| GOAL |
Emit only the lines from the line containing "Mark each instance of the wooden console" through the last line of the entries, unchanged.

## start THE INPUT

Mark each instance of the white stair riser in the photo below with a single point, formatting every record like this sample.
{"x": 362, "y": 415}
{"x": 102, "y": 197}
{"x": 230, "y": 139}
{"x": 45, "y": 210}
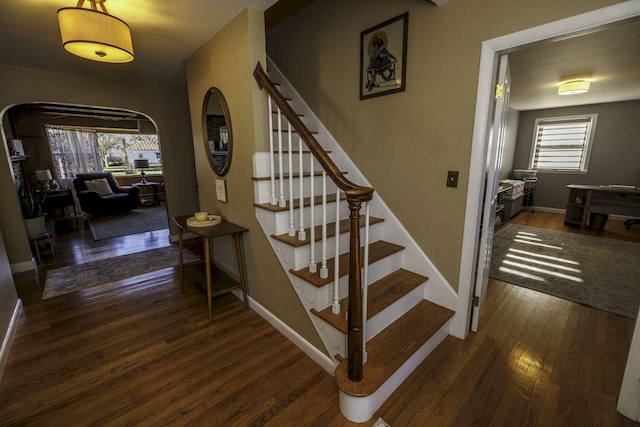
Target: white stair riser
{"x": 360, "y": 409}
{"x": 390, "y": 314}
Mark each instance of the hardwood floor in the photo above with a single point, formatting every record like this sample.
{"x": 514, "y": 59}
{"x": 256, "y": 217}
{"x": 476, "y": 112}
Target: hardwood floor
{"x": 142, "y": 352}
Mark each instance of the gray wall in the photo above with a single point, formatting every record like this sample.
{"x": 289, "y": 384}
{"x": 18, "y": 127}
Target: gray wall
{"x": 615, "y": 155}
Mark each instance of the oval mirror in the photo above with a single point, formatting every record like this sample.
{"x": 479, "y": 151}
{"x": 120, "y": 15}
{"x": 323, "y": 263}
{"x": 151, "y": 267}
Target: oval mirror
{"x": 218, "y": 137}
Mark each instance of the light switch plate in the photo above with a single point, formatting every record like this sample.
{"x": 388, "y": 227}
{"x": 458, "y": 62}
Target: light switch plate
{"x": 221, "y": 190}
{"x": 452, "y": 179}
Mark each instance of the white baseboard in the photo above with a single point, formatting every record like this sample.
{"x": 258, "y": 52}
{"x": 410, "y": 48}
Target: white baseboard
{"x": 316, "y": 355}
{"x": 23, "y": 266}
{"x": 563, "y": 211}
{"x": 8, "y": 338}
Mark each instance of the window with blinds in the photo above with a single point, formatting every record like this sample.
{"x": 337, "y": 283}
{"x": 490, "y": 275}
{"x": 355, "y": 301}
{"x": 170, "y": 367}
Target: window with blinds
{"x": 563, "y": 143}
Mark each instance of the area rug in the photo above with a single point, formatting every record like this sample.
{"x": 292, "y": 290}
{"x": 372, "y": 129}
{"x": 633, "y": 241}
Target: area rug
{"x": 73, "y": 278}
{"x": 136, "y": 221}
{"x": 594, "y": 271}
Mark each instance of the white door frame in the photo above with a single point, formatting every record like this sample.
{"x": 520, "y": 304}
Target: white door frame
{"x": 488, "y": 62}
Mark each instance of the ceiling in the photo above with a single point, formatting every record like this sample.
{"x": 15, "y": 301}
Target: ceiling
{"x": 166, "y": 32}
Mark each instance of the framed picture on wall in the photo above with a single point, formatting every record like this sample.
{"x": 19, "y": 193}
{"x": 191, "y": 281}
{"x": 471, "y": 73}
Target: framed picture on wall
{"x": 383, "y": 57}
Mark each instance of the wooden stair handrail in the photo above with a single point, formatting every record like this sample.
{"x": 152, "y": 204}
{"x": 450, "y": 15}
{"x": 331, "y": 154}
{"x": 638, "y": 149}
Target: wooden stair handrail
{"x": 361, "y": 193}
{"x": 356, "y": 195}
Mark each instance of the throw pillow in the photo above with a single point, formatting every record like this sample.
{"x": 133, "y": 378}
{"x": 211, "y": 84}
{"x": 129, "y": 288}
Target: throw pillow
{"x": 100, "y": 185}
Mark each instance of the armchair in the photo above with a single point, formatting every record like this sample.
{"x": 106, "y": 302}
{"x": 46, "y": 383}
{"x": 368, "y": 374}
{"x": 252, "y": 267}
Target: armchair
{"x": 100, "y": 198}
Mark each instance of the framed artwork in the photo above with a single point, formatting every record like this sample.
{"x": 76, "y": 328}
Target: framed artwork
{"x": 383, "y": 57}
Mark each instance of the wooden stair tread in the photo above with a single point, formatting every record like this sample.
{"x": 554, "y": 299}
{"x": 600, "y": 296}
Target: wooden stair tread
{"x": 296, "y": 175}
{"x": 392, "y": 347}
{"x": 296, "y": 203}
{"x": 377, "y": 251}
{"x": 382, "y": 294}
{"x": 345, "y": 226}
{"x": 296, "y": 151}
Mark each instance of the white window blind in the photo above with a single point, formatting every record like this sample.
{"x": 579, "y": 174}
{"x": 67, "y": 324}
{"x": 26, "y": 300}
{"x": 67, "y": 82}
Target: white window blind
{"x": 563, "y": 143}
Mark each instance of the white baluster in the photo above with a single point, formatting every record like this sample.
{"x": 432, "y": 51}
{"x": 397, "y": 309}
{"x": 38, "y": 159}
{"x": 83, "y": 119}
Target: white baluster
{"x": 274, "y": 199}
{"x": 335, "y": 307}
{"x": 324, "y": 270}
{"x": 301, "y": 234}
{"x": 313, "y": 266}
{"x": 283, "y": 201}
{"x": 292, "y": 230}
{"x": 365, "y": 282}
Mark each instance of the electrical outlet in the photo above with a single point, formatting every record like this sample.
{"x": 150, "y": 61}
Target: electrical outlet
{"x": 452, "y": 179}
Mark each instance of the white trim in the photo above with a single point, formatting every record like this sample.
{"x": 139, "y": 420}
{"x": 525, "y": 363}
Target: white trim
{"x": 488, "y": 61}
{"x": 550, "y": 210}
{"x": 9, "y": 336}
{"x": 316, "y": 355}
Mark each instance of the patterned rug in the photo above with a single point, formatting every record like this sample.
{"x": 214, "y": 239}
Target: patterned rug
{"x": 136, "y": 221}
{"x": 76, "y": 277}
{"x": 594, "y": 271}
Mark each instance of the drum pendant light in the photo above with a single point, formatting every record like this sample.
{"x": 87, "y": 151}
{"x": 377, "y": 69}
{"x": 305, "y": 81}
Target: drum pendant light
{"x": 94, "y": 34}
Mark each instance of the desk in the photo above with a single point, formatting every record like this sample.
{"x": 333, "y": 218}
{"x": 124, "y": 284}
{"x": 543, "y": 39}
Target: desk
{"x": 225, "y": 228}
{"x": 602, "y": 199}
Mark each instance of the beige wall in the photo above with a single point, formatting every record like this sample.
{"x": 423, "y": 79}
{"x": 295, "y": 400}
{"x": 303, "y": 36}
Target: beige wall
{"x": 227, "y": 62}
{"x": 407, "y": 141}
{"x": 165, "y": 104}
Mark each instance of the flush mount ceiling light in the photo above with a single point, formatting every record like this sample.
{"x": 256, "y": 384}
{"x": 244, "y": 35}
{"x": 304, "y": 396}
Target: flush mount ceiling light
{"x": 94, "y": 34}
{"x": 574, "y": 87}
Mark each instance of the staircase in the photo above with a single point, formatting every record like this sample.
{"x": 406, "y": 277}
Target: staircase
{"x": 311, "y": 222}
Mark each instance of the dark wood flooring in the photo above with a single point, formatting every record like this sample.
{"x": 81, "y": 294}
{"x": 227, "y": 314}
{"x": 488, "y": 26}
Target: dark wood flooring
{"x": 142, "y": 352}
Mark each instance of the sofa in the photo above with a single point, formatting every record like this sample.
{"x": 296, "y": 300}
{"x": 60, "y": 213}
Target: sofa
{"x": 99, "y": 194}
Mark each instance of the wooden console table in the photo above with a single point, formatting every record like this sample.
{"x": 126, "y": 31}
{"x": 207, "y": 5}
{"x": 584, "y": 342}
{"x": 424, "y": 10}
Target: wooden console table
{"x": 225, "y": 228}
{"x": 59, "y": 199}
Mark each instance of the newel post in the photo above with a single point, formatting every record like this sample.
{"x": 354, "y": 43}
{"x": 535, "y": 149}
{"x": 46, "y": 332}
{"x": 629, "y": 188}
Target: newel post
{"x": 354, "y": 314}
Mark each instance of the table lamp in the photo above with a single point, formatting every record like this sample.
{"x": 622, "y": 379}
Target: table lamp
{"x": 44, "y": 175}
{"x": 141, "y": 164}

## end THE INPUT

| ANSWER TO THIS EXERCISE |
Mark each instance of the wooden console table in the photo above with a single point, formatting every record like this sample.
{"x": 126, "y": 31}
{"x": 207, "y": 5}
{"x": 584, "y": 342}
{"x": 424, "y": 10}
Target: wooden console table
{"x": 225, "y": 228}
{"x": 59, "y": 199}
Mark each instance of the newel post in the photo above with a single point, formatting every record like this sample.
{"x": 354, "y": 43}
{"x": 535, "y": 149}
{"x": 46, "y": 332}
{"x": 629, "y": 188}
Target: newel post
{"x": 354, "y": 314}
Mark each instance of the table lamp in the photo above with a single point, formatting every record like this sample.
{"x": 622, "y": 379}
Target: table lamp
{"x": 44, "y": 175}
{"x": 141, "y": 164}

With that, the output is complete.